▶ TASK STATEMENT
Can you pick up the passage about Doc Barker's arrest at 432 Surf and continue it past its final line?
#### TEXT PASSAGE ####
I told this dream to my friend, you know, to blame him for my interrupted sleep that night. A few days later, he sends me this:

“More nightmares—this one was your building:

SON OF MA BARKER ARRESTED – Arthur “Doc” Barker, son of gang leader, “Ma” Barker, was arrested here in his apartment at 432 Surf on January 8, 1935.

The real “Doc” Barker was a notorious criminal who committed various crimes throughout the 1920s and ’30s, from bank robberies to kidnapping and murder. His mother, “Ma” Barker, made headlines as the leader of the crime gang made up of Doc, his brothers (Herman, Lloyd and Fred) and Alvin “Creepy” Karpis (so called, because of his sinister grin).

Doc was arrested in Chicago on January 8, 1935 and was sent to Alcatraz prison in 1936. A map found in Doc’s apartment led to the discovery of Ma Barker’s hideout where a shoot-out with the FBI left her and Fred Barker dead.

On January 13, 1939, Doc Barker and two other Alcatraz inmates attempted escape. None made it off the island however, and Doc was killed by a shot to the head during the melee.”

I just want to pause to say how much I love the word “melee.” Anyway, continue.
#### PROVIDED RECORDS ####
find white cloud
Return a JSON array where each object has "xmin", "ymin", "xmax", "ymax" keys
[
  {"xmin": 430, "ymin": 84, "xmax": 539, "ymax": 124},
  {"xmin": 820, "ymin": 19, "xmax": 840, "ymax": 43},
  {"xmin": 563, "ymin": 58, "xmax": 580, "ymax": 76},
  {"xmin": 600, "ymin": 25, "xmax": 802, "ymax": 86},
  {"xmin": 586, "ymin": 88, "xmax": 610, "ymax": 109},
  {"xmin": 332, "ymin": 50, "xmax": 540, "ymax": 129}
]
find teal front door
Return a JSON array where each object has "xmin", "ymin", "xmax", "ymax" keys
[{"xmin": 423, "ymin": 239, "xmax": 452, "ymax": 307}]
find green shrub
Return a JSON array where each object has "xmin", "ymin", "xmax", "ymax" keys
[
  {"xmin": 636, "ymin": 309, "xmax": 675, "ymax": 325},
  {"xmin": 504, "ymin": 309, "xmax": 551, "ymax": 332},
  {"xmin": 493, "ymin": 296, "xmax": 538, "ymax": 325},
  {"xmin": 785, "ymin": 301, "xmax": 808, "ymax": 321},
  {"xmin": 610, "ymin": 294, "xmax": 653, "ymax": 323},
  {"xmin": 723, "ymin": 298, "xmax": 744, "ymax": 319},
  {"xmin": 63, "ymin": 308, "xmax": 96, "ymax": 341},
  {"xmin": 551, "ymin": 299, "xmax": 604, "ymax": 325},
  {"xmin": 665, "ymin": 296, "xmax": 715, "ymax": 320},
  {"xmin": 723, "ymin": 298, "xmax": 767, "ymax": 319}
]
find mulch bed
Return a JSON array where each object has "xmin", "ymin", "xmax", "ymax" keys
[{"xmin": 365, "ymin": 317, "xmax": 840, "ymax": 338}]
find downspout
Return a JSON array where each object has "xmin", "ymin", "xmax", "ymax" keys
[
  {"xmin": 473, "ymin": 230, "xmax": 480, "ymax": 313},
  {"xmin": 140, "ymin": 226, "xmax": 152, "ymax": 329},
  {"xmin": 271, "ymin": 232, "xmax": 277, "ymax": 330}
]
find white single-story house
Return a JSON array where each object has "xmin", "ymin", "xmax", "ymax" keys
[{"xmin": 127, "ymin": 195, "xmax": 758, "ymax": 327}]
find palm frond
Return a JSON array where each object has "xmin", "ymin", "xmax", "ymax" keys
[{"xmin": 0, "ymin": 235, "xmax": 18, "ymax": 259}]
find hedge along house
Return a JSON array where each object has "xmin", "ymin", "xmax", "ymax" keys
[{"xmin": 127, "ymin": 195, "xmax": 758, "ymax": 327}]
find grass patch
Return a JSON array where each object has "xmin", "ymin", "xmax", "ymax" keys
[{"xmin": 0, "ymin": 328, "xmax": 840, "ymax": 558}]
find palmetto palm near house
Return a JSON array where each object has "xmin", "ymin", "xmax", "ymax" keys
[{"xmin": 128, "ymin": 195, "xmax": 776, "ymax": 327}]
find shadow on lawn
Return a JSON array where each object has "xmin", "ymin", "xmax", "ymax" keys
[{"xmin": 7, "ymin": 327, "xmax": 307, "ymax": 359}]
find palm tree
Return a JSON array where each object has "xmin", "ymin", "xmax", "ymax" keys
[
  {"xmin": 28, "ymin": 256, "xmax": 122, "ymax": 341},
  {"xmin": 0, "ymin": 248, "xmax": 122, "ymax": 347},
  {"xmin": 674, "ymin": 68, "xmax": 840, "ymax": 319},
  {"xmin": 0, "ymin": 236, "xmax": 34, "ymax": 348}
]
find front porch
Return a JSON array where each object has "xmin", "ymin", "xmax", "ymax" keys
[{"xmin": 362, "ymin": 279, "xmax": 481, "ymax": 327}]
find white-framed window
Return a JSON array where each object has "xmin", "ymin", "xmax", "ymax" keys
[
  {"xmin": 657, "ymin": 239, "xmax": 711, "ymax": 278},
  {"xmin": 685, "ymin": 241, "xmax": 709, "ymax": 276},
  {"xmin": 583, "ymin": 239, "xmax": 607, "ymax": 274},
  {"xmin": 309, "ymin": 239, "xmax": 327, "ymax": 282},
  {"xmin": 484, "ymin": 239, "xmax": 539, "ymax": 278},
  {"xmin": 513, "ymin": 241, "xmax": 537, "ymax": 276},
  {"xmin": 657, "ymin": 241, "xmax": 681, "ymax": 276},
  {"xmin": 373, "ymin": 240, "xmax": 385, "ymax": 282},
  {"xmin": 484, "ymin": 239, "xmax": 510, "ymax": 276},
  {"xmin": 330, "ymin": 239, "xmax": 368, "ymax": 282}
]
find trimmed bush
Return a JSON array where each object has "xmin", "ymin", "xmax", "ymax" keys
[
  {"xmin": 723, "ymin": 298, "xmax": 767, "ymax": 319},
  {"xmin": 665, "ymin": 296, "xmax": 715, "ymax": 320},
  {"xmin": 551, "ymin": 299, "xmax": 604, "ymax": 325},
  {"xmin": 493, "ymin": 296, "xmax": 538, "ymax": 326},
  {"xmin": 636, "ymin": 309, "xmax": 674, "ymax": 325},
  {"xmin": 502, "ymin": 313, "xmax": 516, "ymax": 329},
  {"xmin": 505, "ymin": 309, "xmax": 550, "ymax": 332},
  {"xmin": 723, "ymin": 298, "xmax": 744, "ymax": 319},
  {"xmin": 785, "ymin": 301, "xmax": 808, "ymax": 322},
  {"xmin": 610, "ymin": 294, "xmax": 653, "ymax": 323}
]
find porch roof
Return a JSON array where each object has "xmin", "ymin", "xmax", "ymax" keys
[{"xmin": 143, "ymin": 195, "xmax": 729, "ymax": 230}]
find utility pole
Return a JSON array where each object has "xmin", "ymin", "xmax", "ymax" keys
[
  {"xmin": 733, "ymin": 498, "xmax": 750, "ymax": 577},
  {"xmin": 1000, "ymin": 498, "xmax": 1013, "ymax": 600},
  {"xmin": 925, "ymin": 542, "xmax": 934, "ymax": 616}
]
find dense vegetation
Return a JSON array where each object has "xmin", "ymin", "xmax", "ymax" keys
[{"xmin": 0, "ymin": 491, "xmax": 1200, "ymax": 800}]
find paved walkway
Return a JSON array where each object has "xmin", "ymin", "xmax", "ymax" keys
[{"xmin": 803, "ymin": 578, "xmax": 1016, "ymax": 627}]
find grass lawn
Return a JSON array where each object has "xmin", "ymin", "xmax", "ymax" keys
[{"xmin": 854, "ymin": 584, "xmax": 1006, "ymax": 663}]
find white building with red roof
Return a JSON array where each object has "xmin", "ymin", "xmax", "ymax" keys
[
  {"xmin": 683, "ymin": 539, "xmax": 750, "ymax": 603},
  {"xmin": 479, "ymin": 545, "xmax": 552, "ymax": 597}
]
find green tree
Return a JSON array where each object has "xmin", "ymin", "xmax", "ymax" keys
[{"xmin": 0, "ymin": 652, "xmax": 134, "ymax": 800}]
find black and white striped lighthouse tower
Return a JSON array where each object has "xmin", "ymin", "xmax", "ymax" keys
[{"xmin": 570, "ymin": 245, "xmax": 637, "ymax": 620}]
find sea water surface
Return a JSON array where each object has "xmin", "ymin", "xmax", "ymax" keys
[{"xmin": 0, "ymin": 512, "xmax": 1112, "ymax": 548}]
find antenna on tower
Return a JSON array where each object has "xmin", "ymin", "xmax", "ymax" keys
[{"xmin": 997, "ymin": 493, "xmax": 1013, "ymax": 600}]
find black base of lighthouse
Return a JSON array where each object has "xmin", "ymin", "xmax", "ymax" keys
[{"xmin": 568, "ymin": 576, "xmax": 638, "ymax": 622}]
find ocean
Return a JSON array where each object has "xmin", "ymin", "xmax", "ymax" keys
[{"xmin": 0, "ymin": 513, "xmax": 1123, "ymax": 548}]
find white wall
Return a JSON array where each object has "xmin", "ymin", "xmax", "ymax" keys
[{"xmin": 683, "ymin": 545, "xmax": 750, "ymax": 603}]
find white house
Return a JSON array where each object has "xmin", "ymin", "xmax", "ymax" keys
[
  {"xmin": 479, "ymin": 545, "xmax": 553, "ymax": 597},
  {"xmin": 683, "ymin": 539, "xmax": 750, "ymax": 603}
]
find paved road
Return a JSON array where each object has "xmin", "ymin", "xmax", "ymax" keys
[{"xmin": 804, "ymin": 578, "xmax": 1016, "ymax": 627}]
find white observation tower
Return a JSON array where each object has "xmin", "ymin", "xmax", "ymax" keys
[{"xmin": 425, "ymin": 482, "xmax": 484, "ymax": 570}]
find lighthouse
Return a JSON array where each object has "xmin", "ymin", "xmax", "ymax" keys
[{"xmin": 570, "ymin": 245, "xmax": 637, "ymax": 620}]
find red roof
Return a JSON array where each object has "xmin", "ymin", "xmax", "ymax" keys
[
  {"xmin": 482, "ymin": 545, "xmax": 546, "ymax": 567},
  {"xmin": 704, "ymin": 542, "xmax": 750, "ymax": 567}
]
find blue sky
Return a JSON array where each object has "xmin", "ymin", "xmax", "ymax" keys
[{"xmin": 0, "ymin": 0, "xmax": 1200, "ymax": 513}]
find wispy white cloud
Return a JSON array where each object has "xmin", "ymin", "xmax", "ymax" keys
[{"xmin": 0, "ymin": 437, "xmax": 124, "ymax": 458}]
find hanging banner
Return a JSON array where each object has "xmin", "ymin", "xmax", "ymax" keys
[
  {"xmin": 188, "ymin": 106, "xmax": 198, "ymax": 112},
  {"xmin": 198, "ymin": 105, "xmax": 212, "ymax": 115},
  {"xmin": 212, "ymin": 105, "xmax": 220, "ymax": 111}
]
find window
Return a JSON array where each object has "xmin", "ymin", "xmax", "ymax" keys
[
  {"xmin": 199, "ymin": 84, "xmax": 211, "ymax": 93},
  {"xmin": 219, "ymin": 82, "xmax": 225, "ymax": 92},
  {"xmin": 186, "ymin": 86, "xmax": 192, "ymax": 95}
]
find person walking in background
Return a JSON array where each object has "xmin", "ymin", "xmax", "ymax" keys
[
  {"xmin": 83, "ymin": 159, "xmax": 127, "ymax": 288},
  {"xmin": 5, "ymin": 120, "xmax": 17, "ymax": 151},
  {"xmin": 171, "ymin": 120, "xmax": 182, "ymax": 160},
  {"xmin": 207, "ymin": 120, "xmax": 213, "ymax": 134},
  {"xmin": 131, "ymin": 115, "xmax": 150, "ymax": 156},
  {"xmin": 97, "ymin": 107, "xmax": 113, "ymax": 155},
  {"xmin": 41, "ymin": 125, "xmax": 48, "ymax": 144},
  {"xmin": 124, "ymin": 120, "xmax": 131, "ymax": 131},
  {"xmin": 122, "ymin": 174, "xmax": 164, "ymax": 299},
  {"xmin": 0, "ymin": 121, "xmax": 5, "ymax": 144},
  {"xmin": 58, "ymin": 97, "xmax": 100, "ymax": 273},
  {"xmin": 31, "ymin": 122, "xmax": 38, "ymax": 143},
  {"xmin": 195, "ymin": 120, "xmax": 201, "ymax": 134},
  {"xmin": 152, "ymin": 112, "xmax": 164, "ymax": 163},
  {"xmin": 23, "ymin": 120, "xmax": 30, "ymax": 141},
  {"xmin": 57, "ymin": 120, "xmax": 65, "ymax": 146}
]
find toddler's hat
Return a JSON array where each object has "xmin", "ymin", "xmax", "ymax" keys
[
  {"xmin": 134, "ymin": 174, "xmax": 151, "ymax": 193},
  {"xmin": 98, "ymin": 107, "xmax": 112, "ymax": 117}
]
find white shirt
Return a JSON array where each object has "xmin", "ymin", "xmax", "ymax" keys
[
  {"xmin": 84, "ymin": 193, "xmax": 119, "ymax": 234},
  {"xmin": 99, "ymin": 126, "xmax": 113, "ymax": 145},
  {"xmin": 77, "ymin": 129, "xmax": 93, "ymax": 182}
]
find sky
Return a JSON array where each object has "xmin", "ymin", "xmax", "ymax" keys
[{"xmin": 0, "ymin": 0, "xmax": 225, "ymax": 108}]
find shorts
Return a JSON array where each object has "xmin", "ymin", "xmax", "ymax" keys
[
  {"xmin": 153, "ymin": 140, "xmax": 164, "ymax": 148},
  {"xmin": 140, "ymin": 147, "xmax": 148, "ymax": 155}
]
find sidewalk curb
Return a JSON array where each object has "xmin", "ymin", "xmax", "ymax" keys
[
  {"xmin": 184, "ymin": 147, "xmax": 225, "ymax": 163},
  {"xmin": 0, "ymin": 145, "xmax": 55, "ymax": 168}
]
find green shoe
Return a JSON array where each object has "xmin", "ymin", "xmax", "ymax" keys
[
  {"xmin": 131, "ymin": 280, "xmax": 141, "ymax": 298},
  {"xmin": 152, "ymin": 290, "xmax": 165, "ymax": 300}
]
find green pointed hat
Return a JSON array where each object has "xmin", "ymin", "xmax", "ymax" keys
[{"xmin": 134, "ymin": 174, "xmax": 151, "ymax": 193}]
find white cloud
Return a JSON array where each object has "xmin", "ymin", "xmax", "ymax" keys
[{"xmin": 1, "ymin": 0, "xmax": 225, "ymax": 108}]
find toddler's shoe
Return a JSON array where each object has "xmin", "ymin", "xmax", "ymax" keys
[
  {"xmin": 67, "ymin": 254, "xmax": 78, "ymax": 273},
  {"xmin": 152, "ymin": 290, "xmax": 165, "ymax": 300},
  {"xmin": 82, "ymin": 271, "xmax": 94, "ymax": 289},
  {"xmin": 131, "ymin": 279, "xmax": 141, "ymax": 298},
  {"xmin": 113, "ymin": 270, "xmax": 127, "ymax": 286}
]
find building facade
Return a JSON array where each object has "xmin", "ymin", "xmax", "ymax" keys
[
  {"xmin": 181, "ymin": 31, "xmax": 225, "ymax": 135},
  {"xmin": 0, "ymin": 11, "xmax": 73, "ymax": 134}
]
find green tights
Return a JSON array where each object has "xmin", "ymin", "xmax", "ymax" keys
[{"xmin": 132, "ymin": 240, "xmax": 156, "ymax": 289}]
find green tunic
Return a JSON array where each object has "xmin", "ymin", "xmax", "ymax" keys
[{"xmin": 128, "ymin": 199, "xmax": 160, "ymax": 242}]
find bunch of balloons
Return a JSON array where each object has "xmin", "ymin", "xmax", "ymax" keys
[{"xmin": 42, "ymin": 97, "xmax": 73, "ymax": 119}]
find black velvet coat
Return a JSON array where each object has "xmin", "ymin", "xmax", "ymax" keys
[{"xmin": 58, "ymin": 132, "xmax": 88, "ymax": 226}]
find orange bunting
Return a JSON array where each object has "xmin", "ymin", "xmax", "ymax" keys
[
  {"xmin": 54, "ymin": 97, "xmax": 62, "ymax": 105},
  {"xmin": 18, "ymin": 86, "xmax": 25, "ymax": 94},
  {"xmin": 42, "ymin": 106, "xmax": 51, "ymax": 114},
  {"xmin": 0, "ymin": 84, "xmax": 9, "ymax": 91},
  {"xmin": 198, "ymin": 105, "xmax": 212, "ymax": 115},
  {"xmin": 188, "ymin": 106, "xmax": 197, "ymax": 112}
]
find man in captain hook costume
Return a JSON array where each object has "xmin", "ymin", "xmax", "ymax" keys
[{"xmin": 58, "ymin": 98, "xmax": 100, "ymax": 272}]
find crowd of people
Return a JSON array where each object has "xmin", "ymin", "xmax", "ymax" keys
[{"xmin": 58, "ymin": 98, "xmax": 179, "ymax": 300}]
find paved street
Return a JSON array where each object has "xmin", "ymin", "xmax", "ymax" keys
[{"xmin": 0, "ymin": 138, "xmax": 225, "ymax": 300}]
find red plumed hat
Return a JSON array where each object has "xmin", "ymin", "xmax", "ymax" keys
####
▶ ANSWER
“In January 1935, agents of the U.S. Justice Department’s Division of Investigation–soon to be renamed the FBI–were closing in on the notorious Barker-Karpis Gang, nearly a year after their successful $200,000 kidnapping of St. Paul banker Edward Bremer. On the night of January 8, the G-men raided two apartments on Chicago’s North Side. At 3920 North Pine Grove, they arrested Byron “Monty” Bolton and two women. Another gang member, Russell “Slim Gray” Gibson, elected to shoot it out instead. Donning a bulletproof vest and arming himself with a Browning Automatic Rifle, Gibson ducked out onto a fire escape and was brought down by a .351 rifle slug which penetrated the front of his vest. He died soon afterward in a Chicago hospital. That same night other agents, led by Melvin Purvis, arrested Arthur “Doc” Barker and his girlfriend Mildred Kuhlman outside their apartment at 432 Surf Street. “Where’s your gun?” asked Special Agent Walter Walsh. “Home,” replied Doc Barker. “Ain’t that a helluva place for it?”

In the Pine Grove apartment, agents recovered a small arsenal, including a .32 Colt automatic, a .38 revolver, two B.A.R.’s, a 20 gauge Ithaca Auto Burglar gun, and a .351 Winchester rifle fitted with a Thompson foregrip and Cutts Compensator, along with a large quantity of ammunition.  A search of the Surf Street apartment revealed a Thompson submachine gun. The serial number was filed off but the gun later proved to be one taken from wounded police officer John Yeaman during the August 1933 holdup of Stockyards National Bank messengers outside the South St. Paul Post Office. Officer Leo Pavlak was killed in the same robbery.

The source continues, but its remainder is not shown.